What you need to do: Extract every row below that contains the string "roof", matching case exactly.
-- Start Dataset entries --
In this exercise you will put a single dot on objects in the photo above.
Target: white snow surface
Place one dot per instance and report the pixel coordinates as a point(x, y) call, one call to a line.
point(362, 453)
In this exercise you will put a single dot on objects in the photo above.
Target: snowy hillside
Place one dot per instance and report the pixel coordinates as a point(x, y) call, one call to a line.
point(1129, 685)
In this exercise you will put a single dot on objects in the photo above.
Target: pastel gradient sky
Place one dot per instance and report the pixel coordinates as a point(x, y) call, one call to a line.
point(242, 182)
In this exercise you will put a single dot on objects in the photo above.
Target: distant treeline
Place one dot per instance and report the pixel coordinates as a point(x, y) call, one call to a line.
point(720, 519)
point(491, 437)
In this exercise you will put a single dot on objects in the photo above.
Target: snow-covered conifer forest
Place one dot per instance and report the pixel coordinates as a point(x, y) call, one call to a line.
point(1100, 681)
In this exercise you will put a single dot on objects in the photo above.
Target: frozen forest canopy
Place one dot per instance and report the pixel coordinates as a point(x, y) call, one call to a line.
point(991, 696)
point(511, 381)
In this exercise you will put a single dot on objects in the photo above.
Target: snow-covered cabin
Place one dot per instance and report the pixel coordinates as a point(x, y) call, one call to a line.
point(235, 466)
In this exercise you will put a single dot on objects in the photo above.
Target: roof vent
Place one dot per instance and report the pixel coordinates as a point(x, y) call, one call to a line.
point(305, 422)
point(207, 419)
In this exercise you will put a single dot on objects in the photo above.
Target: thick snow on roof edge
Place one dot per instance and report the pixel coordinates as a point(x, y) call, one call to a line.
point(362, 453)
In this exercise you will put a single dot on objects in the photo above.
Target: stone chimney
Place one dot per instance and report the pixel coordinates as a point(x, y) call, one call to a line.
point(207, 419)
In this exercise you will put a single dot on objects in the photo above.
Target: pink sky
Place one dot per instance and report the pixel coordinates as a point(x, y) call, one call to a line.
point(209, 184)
-- End Dataset entries --
Solution to this problem:
Target: roof vent
Target: thick snow on roof edge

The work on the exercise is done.